» What the task requires: Identify all lines below that hold "tablet" and collect them.

» Region pointing data:
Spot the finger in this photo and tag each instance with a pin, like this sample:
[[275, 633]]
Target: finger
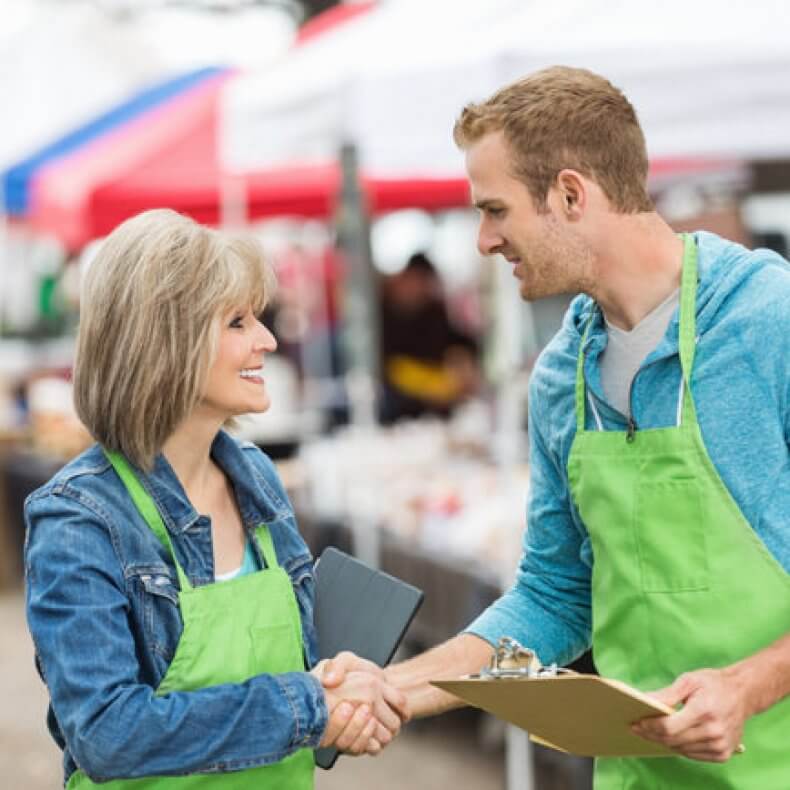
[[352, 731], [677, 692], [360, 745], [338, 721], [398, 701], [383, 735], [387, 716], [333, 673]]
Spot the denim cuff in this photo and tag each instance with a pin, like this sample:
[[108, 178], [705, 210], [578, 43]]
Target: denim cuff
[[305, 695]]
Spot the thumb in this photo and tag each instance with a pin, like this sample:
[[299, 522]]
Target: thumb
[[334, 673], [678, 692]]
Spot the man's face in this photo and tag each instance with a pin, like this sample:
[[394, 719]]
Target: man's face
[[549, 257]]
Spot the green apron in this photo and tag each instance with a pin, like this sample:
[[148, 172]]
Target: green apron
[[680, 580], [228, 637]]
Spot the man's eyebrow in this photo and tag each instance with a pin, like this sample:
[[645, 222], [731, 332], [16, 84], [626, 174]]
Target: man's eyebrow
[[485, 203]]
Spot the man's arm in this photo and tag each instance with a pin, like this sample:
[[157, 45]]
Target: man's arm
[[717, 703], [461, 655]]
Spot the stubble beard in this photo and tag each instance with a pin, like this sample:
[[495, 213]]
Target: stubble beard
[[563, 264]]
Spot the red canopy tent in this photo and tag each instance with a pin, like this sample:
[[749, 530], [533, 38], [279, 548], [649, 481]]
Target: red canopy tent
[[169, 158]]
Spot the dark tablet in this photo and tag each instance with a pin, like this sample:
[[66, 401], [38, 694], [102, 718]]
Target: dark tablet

» Exercise answer:
Spot the dark tablet in this photo and tag each instance with a pin, like this sample:
Target: dark tablet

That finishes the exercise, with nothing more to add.